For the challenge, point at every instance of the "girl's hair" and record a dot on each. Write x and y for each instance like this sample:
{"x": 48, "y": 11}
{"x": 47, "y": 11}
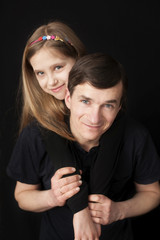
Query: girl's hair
{"x": 99, "y": 70}
{"x": 36, "y": 104}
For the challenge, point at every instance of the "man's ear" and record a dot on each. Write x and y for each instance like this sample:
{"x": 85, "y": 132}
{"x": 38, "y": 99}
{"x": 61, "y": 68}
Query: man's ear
{"x": 67, "y": 99}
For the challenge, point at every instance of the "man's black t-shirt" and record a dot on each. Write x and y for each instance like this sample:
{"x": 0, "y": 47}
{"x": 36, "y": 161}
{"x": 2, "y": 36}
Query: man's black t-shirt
{"x": 138, "y": 163}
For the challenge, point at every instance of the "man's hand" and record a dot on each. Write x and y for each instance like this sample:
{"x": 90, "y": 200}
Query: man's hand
{"x": 84, "y": 228}
{"x": 103, "y": 210}
{"x": 63, "y": 188}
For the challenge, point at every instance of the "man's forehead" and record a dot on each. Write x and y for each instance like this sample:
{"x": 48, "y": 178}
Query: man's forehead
{"x": 89, "y": 91}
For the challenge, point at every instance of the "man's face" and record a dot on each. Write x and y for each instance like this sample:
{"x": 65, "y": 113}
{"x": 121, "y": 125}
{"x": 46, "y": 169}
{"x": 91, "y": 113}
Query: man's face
{"x": 92, "y": 112}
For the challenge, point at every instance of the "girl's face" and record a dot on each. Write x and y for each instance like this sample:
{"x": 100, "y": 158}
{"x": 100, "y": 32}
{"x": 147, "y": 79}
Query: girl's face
{"x": 52, "y": 69}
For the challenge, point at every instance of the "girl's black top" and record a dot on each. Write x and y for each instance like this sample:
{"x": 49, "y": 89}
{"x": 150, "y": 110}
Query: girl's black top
{"x": 138, "y": 162}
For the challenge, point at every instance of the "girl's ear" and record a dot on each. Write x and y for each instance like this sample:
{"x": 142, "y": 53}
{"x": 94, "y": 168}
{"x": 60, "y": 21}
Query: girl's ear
{"x": 67, "y": 99}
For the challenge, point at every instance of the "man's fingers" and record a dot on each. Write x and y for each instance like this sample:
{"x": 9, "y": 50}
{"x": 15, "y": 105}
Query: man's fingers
{"x": 70, "y": 193}
{"x": 71, "y": 186}
{"x": 64, "y": 171}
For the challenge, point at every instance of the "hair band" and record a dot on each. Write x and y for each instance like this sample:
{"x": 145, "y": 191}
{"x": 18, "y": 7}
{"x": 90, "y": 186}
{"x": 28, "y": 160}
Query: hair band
{"x": 48, "y": 37}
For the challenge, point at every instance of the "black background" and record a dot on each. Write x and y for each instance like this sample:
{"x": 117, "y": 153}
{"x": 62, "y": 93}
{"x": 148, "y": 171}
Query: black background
{"x": 127, "y": 30}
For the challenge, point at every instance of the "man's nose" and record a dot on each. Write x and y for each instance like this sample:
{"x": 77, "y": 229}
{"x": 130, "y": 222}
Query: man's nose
{"x": 95, "y": 115}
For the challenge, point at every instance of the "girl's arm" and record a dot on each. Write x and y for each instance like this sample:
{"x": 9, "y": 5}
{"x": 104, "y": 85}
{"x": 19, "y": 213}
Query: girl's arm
{"x": 104, "y": 211}
{"x": 32, "y": 198}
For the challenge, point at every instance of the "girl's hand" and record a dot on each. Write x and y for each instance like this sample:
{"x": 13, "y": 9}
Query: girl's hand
{"x": 63, "y": 188}
{"x": 84, "y": 227}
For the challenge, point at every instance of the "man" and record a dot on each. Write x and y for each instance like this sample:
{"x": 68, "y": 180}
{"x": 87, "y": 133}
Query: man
{"x": 123, "y": 188}
{"x": 95, "y": 97}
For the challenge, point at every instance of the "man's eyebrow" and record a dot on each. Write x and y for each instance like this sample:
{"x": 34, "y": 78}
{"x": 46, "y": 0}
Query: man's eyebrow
{"x": 85, "y": 97}
{"x": 111, "y": 101}
{"x": 107, "y": 101}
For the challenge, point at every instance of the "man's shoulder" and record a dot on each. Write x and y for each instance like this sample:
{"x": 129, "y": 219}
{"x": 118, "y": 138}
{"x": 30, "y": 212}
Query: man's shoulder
{"x": 135, "y": 129}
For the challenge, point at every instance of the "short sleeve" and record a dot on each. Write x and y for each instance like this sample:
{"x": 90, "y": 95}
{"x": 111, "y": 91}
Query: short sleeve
{"x": 26, "y": 157}
{"x": 147, "y": 168}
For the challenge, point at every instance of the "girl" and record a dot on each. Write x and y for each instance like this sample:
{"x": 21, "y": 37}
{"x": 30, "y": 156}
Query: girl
{"x": 48, "y": 57}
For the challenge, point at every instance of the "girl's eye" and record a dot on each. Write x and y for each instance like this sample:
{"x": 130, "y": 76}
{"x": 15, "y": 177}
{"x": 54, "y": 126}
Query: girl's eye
{"x": 109, "y": 106}
{"x": 58, "y": 67}
{"x": 40, "y": 73}
{"x": 85, "y": 101}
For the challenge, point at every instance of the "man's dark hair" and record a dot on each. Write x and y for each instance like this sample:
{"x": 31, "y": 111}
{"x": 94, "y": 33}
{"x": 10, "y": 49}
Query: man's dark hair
{"x": 99, "y": 70}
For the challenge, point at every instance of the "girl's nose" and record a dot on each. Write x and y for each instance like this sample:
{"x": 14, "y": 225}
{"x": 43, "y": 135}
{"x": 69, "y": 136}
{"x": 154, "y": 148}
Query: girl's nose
{"x": 52, "y": 81}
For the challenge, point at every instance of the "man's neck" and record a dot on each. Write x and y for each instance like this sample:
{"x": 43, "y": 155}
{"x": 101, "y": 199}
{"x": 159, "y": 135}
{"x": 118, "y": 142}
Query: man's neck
{"x": 88, "y": 145}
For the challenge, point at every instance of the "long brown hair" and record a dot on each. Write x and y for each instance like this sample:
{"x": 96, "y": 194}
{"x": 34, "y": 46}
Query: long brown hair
{"x": 36, "y": 104}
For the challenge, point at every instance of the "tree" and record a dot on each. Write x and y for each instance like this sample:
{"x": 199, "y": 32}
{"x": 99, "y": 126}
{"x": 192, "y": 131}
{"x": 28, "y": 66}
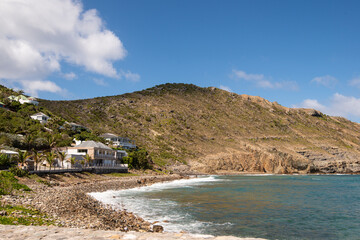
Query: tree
{"x": 87, "y": 159}
{"x": 50, "y": 158}
{"x": 51, "y": 140}
{"x": 29, "y": 141}
{"x": 62, "y": 156}
{"x": 22, "y": 157}
{"x": 37, "y": 157}
{"x": 5, "y": 161}
{"x": 138, "y": 159}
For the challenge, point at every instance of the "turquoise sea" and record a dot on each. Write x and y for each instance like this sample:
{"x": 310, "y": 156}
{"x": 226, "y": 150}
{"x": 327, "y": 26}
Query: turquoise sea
{"x": 266, "y": 206}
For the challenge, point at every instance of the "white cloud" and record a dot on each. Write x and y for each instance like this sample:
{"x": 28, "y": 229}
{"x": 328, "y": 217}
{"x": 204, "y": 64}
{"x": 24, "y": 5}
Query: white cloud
{"x": 313, "y": 103}
{"x": 32, "y": 87}
{"x": 327, "y": 81}
{"x": 134, "y": 77}
{"x": 37, "y": 35}
{"x": 261, "y": 81}
{"x": 69, "y": 76}
{"x": 225, "y": 88}
{"x": 339, "y": 105}
{"x": 100, "y": 82}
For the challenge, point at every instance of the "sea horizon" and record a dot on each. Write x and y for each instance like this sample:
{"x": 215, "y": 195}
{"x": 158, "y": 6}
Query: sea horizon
{"x": 270, "y": 206}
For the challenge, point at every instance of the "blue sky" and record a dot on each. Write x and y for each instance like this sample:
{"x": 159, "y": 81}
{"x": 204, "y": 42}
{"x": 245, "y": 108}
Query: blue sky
{"x": 298, "y": 53}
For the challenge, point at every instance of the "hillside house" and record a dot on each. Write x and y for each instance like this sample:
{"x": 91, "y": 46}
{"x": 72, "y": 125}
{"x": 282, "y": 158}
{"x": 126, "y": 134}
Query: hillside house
{"x": 43, "y": 118}
{"x": 100, "y": 154}
{"x": 76, "y": 127}
{"x": 117, "y": 141}
{"x": 23, "y": 99}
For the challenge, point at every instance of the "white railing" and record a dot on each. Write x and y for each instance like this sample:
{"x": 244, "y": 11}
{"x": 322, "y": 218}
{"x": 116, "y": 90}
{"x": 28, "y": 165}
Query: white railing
{"x": 56, "y": 169}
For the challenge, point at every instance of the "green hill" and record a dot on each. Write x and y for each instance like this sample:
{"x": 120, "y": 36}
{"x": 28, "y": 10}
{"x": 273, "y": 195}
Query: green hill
{"x": 210, "y": 130}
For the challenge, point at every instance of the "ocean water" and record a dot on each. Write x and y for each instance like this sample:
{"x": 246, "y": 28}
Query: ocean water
{"x": 267, "y": 206}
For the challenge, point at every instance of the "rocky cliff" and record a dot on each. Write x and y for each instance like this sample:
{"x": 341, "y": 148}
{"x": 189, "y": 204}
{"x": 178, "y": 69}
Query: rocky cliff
{"x": 188, "y": 128}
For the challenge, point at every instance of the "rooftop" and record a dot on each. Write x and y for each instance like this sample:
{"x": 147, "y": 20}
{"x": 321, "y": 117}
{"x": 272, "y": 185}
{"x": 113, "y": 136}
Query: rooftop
{"x": 87, "y": 144}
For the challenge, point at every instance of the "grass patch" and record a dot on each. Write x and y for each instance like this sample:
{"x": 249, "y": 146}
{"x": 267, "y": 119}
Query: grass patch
{"x": 18, "y": 215}
{"x": 121, "y": 174}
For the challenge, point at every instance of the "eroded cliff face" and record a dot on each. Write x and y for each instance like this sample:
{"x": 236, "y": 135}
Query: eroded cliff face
{"x": 188, "y": 128}
{"x": 252, "y": 159}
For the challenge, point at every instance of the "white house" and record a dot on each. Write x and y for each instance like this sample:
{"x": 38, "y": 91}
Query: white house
{"x": 100, "y": 154}
{"x": 43, "y": 118}
{"x": 9, "y": 153}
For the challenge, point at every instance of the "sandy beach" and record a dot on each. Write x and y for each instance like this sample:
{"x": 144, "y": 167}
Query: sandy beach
{"x": 78, "y": 216}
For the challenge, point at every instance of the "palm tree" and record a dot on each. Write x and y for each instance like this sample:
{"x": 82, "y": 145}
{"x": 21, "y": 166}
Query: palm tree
{"x": 22, "y": 157}
{"x": 29, "y": 141}
{"x": 62, "y": 156}
{"x": 50, "y": 158}
{"x": 51, "y": 140}
{"x": 87, "y": 159}
{"x": 37, "y": 157}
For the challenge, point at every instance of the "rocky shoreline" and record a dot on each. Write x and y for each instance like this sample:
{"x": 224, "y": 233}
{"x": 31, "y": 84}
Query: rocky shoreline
{"x": 51, "y": 233}
{"x": 77, "y": 215}
{"x": 70, "y": 205}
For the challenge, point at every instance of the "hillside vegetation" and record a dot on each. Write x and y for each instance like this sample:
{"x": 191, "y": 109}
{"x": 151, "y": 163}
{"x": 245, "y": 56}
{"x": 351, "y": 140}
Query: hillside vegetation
{"x": 210, "y": 130}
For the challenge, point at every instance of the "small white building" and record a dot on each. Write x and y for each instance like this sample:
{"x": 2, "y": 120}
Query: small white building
{"x": 9, "y": 153}
{"x": 43, "y": 118}
{"x": 115, "y": 140}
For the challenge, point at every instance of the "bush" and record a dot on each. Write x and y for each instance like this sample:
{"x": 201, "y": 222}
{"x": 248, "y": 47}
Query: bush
{"x": 5, "y": 161}
{"x": 138, "y": 159}
{"x": 19, "y": 172}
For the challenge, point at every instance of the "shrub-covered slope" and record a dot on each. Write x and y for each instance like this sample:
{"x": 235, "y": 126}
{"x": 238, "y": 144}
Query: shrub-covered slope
{"x": 211, "y": 130}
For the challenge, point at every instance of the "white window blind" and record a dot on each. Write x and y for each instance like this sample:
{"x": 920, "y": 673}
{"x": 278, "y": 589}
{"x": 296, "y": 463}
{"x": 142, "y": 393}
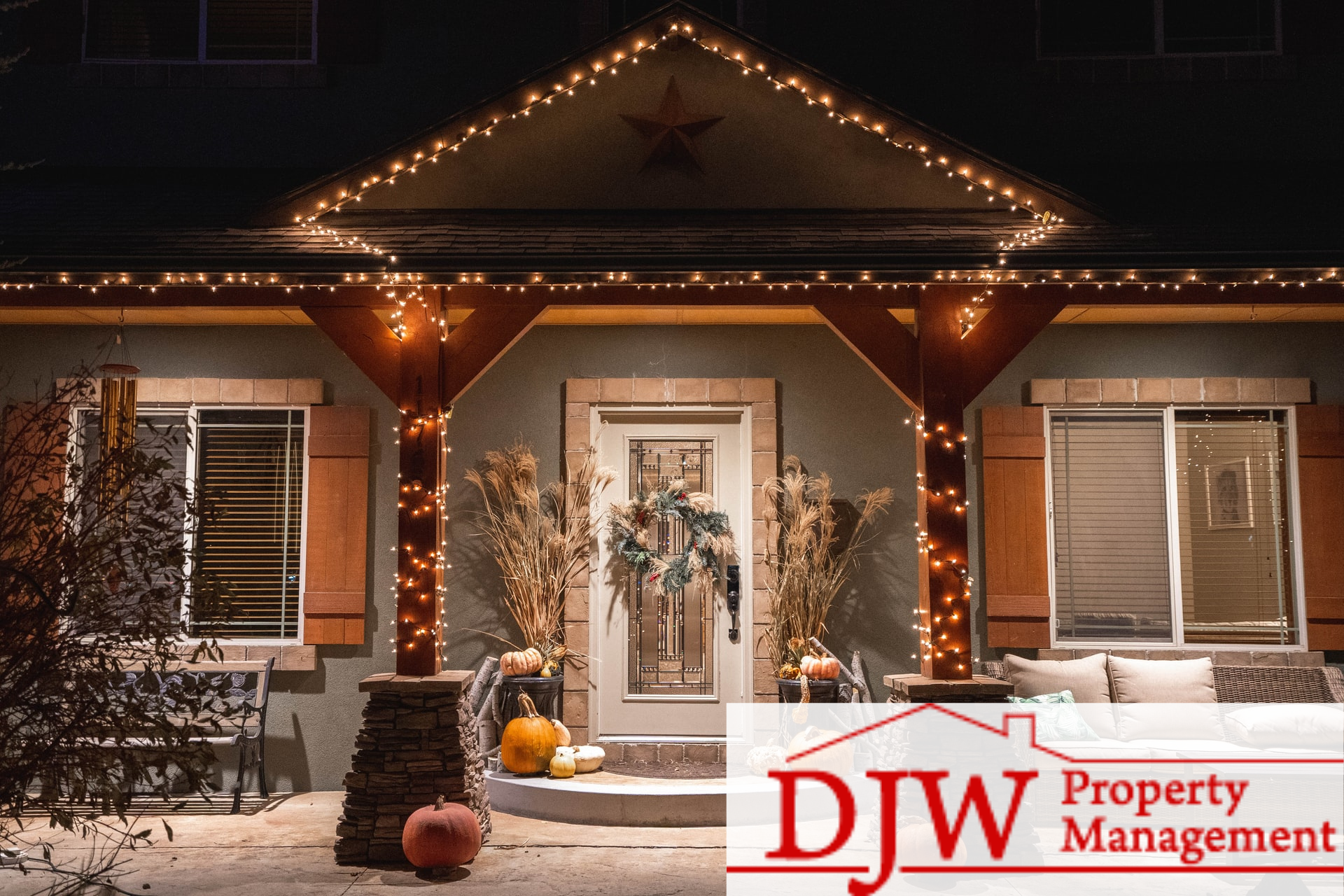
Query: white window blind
{"x": 1231, "y": 476}
{"x": 1196, "y": 550}
{"x": 249, "y": 466}
{"x": 1112, "y": 578}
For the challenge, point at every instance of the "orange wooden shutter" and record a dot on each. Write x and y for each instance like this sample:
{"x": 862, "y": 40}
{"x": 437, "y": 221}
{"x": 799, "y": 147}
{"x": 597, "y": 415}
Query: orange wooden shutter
{"x": 1014, "y": 500}
{"x": 337, "y": 520}
{"x": 1320, "y": 477}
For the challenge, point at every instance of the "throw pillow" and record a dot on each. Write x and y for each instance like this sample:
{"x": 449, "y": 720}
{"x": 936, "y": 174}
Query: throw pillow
{"x": 1085, "y": 679}
{"x": 1057, "y": 719}
{"x": 1303, "y": 726}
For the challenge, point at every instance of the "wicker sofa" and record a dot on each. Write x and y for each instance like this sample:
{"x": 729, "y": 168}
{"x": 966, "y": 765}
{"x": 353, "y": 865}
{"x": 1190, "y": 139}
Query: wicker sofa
{"x": 1259, "y": 684}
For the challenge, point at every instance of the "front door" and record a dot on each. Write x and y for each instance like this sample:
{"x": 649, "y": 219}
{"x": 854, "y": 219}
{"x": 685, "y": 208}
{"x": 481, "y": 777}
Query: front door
{"x": 664, "y": 665}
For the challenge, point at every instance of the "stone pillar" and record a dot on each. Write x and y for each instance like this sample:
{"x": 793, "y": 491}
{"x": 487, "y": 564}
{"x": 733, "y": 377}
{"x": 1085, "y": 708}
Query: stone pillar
{"x": 417, "y": 742}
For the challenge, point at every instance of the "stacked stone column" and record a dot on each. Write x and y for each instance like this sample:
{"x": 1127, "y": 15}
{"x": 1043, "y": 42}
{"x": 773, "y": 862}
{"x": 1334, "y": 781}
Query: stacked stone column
{"x": 417, "y": 742}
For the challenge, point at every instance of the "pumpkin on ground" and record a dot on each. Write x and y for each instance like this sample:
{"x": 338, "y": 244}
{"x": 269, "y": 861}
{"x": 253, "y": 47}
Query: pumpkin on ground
{"x": 562, "y": 763}
{"x": 918, "y": 846}
{"x": 820, "y": 668}
{"x": 838, "y": 758}
{"x": 528, "y": 742}
{"x": 522, "y": 663}
{"x": 441, "y": 834}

The exercise – Count the lines in the data above that include the string "shoulder", and reply with that number alone.

Completed task – 2